__Stored rows__
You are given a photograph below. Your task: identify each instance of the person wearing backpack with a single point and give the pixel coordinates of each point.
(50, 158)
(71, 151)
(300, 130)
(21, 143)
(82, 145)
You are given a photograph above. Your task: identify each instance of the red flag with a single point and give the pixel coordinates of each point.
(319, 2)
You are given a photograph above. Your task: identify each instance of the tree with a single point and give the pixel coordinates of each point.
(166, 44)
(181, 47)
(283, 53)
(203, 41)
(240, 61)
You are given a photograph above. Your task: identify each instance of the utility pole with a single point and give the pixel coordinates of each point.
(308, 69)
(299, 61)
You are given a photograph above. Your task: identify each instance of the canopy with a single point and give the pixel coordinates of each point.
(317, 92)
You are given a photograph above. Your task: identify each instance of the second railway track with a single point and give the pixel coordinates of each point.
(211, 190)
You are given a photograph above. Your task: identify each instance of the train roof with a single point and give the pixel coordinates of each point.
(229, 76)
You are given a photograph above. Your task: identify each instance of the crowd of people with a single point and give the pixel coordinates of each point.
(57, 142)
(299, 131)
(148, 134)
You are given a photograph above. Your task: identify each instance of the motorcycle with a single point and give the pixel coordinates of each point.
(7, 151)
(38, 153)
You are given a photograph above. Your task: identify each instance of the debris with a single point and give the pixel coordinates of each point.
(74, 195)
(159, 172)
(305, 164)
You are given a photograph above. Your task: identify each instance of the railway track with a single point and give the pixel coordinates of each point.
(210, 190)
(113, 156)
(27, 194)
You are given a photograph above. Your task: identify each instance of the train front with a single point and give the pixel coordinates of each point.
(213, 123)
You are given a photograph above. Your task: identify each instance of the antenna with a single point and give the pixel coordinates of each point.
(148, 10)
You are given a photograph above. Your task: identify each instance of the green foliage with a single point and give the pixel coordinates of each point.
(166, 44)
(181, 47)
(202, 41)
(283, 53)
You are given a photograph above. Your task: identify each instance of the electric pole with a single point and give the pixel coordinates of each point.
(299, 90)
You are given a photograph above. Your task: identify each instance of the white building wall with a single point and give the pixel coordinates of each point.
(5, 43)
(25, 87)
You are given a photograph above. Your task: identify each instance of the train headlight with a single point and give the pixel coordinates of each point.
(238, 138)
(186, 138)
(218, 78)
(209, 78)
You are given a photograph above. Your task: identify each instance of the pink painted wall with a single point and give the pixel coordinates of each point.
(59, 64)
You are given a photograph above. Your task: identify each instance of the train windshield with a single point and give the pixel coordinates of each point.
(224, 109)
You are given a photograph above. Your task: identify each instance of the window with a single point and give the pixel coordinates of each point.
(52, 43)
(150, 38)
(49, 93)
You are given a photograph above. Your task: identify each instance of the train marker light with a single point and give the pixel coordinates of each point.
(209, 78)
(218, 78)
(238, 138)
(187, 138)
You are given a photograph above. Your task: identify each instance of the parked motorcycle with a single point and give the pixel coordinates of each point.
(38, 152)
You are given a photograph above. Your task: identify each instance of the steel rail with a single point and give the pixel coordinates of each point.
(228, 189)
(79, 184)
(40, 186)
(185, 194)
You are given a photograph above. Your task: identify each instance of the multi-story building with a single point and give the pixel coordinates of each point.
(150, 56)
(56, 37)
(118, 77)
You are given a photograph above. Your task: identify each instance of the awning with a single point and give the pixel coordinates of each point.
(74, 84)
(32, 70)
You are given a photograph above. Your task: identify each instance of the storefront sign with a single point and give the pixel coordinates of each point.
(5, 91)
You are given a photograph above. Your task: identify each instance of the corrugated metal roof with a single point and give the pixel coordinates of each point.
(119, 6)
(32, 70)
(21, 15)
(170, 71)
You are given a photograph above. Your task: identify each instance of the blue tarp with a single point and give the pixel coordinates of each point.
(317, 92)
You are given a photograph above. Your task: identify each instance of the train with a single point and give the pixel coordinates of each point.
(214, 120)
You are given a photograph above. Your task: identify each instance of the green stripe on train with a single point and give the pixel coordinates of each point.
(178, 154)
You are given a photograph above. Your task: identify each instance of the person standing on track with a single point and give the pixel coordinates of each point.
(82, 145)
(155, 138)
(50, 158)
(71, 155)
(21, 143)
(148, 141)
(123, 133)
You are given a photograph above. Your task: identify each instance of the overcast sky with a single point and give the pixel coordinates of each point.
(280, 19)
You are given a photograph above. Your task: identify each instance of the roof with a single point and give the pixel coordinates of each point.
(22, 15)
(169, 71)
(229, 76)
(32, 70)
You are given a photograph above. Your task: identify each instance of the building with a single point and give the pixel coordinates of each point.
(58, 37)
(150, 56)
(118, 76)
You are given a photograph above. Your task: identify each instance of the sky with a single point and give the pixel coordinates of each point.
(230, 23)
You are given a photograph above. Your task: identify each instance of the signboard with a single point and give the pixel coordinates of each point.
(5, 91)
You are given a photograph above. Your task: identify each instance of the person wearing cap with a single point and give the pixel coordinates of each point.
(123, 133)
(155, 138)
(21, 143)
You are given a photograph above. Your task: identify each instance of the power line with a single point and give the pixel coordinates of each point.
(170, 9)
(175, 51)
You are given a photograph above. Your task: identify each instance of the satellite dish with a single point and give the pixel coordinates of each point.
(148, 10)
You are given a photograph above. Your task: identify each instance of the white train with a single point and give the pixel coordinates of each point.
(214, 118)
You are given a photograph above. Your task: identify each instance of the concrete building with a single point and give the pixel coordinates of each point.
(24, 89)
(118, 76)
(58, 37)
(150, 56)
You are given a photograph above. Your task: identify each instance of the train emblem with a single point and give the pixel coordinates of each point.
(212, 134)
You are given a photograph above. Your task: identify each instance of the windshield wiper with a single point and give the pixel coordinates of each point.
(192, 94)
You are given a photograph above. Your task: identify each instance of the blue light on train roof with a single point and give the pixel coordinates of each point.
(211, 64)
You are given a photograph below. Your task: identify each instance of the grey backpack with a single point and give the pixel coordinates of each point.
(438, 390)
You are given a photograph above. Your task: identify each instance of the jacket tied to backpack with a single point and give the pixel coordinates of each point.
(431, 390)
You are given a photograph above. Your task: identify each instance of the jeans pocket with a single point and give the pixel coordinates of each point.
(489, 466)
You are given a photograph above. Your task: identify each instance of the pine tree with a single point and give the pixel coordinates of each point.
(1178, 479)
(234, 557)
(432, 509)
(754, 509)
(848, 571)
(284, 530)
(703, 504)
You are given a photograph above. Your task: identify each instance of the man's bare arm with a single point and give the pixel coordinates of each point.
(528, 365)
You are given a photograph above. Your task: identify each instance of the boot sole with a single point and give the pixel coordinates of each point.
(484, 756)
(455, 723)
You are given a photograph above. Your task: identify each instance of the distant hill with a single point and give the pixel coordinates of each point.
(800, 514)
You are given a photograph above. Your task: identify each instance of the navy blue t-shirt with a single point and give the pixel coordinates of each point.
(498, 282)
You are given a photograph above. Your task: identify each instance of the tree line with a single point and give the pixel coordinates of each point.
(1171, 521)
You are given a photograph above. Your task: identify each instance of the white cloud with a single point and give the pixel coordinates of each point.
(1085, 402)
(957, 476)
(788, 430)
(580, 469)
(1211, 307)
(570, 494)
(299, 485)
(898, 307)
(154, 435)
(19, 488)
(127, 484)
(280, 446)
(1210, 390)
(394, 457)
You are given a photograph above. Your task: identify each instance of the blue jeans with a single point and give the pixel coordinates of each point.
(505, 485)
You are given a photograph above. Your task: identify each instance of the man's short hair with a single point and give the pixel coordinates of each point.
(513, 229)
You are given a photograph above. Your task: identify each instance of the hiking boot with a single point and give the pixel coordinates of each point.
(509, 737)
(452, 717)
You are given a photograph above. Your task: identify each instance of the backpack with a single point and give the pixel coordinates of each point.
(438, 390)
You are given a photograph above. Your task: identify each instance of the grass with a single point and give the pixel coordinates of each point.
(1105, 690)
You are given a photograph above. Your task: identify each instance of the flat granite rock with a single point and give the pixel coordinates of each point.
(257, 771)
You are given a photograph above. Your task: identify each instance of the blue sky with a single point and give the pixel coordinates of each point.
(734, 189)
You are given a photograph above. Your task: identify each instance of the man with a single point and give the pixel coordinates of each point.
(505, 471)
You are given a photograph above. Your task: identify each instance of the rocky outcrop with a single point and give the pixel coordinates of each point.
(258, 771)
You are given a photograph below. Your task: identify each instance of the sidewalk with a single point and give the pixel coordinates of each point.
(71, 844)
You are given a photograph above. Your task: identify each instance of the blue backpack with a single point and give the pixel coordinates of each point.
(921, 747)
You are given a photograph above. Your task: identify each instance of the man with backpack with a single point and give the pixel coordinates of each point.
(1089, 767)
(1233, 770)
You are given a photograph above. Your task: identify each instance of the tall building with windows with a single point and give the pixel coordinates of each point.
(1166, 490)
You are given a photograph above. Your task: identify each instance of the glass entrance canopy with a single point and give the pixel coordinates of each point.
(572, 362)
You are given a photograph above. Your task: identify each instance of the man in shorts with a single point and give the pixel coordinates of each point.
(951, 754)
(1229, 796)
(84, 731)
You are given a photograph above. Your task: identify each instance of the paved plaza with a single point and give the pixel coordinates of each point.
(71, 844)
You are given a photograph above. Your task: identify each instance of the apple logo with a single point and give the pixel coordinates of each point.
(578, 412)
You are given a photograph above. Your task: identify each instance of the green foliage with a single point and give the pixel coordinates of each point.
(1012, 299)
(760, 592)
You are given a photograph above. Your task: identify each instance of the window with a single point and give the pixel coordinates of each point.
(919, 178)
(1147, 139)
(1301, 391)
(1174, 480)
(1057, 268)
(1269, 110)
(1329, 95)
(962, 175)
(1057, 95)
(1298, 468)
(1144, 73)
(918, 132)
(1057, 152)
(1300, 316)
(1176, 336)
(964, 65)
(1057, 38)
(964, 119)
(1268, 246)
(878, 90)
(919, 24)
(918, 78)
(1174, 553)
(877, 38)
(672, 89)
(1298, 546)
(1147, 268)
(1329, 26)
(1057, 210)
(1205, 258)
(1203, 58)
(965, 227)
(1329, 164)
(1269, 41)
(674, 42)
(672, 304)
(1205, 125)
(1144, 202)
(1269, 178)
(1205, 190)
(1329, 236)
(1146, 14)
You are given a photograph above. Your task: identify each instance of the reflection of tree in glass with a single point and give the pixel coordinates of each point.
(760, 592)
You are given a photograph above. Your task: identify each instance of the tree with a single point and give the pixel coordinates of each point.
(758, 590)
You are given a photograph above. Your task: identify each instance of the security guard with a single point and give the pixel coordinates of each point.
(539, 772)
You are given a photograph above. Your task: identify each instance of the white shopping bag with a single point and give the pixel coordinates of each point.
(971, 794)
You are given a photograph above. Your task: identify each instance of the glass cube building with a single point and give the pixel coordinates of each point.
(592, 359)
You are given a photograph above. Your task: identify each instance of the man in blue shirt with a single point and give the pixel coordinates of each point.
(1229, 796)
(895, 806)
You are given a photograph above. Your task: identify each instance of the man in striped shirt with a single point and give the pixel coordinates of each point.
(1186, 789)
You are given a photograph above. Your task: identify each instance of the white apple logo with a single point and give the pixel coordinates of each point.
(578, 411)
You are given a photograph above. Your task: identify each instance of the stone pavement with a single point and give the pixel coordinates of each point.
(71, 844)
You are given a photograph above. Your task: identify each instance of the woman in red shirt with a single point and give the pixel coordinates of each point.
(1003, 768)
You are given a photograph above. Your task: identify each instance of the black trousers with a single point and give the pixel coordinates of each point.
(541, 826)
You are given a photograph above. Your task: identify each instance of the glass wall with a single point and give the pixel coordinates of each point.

__Task instructions__
Please rewrite the data from the line with "the white apple" through the end of the data, substituting "brick pavement" for "stone pavement" and leaving everything else unchanged.

__Task result__
You are given a photograph above. Your task: identify each instance of the white apple logo with a single point and give the pixel coordinates of each point.
(578, 411)
You are given a photograph above. Your task: identify each instance of the brick pavement with a single point and give the pixel coordinates of each point.
(71, 844)
You are given a photograph above. Your task: identify each instance of the woman in red shirt with a single point and give the pixel coordinates of each point.
(1003, 768)
You are given a photograph above. Your task: identify each instance of the black trousers with a single point and give the pixel coordinates of each point.
(541, 826)
You are given a photograph above. Your task: identify each instance of the glass wall with a single point and give the pixel coordinates of each point.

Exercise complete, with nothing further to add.